[Page text]
-- -- --

# Trailer Hitch Play/



## readNrun (Aug 1, 2013)

We have been having an issue that we get this undulating motion back and forth (left to right) when trailering our boat at higher speeds (55+). When it get's going it's pretty disconcerting.

I haven't been able to figure it out, but played with the triler hitch and the receiver last night and notice a bit of play in all directions (left to right, up and down and even fore to aft). I'd say 1/4-3/8 in some cases.

Questions: 

1) Think this could cause that?
2) How do you fix this?


----------



## lll100 (May 11, 2011)

Trailer is loaded too heavy on rear. You need more tongue weight. Shift your load forward or redistribute weight forward on trailer.


----------



## captishmael (Feb 8, 2008)

I assume you are talking about play in the Receiver? The play you describe is normal and will not cause the symptoms you describe. Your issue is probably weight distribution, trailer attitude and rear overhang.

Try to have 60% of the weight of your trailer and load forward of the trailer axle. Is it difficult to lift the trailer to put it on the hitch? Maybe it has a weight of 100# or more at the hitch? That's good!

The trailer should have a slight downward slant towards the tow vehicle. Is yours leaning up towards the front? That's bad.

It's too easy to have a lot of raft hanging off the back of the trailer. Do you have more hanging off the back than you do hanging over the front of the trailer? That's also bad.


----------



## Schutzie (Feb 5, 2013)

It seems obvious, but make sure your ball matched the hitch; a smaller ball will give an amazing amount of sway and can be dangerous.

Also, you need to figure out the sway, that can REALLY be dangerous. Make sure you load to the front, as others have pointed out.
Here's a link;
Controlling Sway Causes of poor tow

You don't say how big or heavy your trailer is, or what you're towing it with, but really, you want to figure this out soon.

Good travels!


----------



## rioperro (Jan 11, 2013)

Uneven tire pressure will cause your trailer to sway left to right.


----------



## craven (Mar 8, 2014)

Tounge weight

Sent from my SCH-R890 using Mountain Buzz mobile app


----------



## David Miller (May 23, 2010)

Although lack of tongue weight is probably your problem look at your tires too. They should be ST (For Trailers) and Steel belted Radials with at least two belts in the sidewalls. The should be rated to 50 psi and run at 40 psi. 

Jack up the trailer and spin the wheels. Do they run true or has the axel bent and make the wheels wobble?


----------



## kengore (May 29, 2008)

I have to agree with tongue weight. Also check for uneven load distribution left to right. I now am very careful where things go in the trailer. I need the biggest weight along the center line and a good bit forward of the tires. I found with about 100 lbs on the tongue she rides so smooth I don't even know it's there. Get it wrong and it osculates back and forth unpredictably, very scary at highway speeds.

I now put the empty water jugs up front on the trailer and add water until it feels just right. It's amazing what 20 liters of water in just the right spot will do.


----------



## David Miller (May 23, 2010)

If I have to have one or two people sit on the back of the trailer to pick up the tongue without splitting a gut I know it's right.

-- -- --

[Given information]
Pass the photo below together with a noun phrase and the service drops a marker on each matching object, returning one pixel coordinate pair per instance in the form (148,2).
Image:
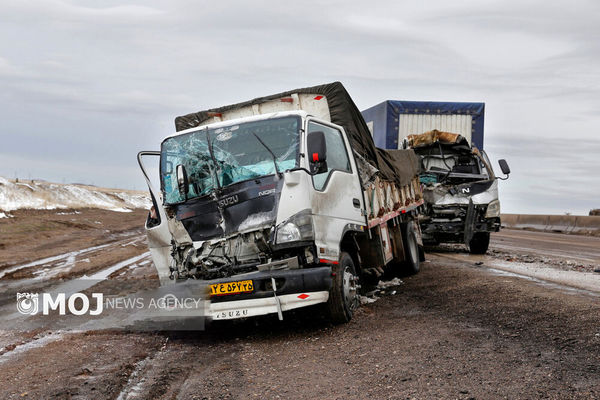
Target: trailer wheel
(479,243)
(411,249)
(343,295)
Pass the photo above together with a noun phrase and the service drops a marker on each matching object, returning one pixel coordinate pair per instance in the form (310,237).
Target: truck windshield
(223,156)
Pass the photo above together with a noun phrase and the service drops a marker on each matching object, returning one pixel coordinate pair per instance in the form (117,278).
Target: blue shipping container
(391,121)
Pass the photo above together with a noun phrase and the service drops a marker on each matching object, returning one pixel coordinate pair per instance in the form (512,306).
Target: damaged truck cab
(266,203)
(459,188)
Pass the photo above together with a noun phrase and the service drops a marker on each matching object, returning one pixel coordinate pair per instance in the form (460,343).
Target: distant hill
(42,195)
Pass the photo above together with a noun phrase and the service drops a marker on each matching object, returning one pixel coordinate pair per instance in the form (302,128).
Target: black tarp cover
(343,112)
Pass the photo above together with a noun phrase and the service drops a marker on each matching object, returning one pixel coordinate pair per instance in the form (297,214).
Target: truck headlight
(493,209)
(298,227)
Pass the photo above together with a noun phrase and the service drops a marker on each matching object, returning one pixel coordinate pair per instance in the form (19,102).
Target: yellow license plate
(222,289)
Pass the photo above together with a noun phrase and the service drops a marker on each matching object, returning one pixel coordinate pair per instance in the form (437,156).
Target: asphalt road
(460,329)
(573,247)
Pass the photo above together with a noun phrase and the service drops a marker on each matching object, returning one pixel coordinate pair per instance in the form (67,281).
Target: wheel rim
(413,249)
(350,288)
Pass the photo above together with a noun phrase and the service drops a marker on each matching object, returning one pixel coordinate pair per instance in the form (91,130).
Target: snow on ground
(49,196)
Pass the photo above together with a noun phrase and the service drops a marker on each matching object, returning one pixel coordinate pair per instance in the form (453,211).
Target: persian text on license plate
(220,289)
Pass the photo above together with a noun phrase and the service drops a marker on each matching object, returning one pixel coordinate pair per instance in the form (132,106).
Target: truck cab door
(336,199)
(157,229)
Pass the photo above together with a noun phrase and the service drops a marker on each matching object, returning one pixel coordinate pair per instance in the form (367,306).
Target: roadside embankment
(574,224)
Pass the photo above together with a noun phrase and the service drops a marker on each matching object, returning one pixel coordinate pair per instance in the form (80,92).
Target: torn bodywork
(459,189)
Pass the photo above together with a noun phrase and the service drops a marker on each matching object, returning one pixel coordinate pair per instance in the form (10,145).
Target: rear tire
(412,264)
(479,243)
(343,295)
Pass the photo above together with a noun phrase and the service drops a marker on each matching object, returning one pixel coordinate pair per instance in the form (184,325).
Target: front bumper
(293,289)
(268,305)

-- -- --

[Directions]
**A)** From the trailer hitch thread above, write out the passage starting at "## kengore (May" and ending at "at highway speeds.".
**B)** In the trailer hitch thread, how much of the weight of the trailer and its load does captishmael say should be forward of the trailer axle?
**C)** Continue the trailer hitch thread after its last post.

[Solved tasks]
**A)**
## kengore (May 29, 2008)

I have to agree with tongue weight. Also check for uneven load distribution left to right. I now am very careful where things go in the trailer. I need the biggest weight along the center line and a good bit forward of the tires. I found with about 100 lbs on the tongue she rides so smooth I don't even know it's there. Get it wrong and it osculates back and forth unpredictably, very scary at highway speeds.

**B)** 60%

**C)**
----------



## readNrun (Aug 1, 2013)

David Miller said:


> If I have to have one or two people sit on the back of the trailer to pick up the tongue without splitting a gut I know it's right.


Hmmm, ok. I think that's the issue. With my raft loaded the dry box is behind the axle and the cooler is centered to slightly behind it. I have storage below the raft in front of the axle but I typically opt for loading it into the vehicle. Now I now that's the wrong idea.

I'll mess around with it - maybe even load my boat backwards and see how it handles.


----------



## BilloutWest (Jan 25, 2013)

Even after you get this figured out behave like a pilot.

Do a walk around before every flight.

Look over that ball and hitch like you didn't want to think about a fatality accident the rest of your life.
Chains aren't just for show.


----------



## KingElbear (Feb 28, 2013)

When was the last time you packed your bearings. This could cause a tire wobble, eventually leading to the whole wheel coming off. If you trailer alot or your axles get wet this should be done near every year.


----------



## caverdan (Aug 27, 2004)

Though I doubt this is the problem and more tongue weight is your answer......

A friend of mine bought a double axle trailer that swayed like everything, no matter if it was empty or had lots of tongue weight. When I examined it I found the pivot points between the front and rear springs had rusted and were frozen in place. We ended up replacing them and putting in bolts with grease fitting on the ends.


----------



## elkhaven (Sep 11, 2013)

I'd also guess tongue weight - the typical rule of thumb is 10% tongue weight. If your trailer and rig weigh a grand than you should be picking up about a hundred pounds on the tongue...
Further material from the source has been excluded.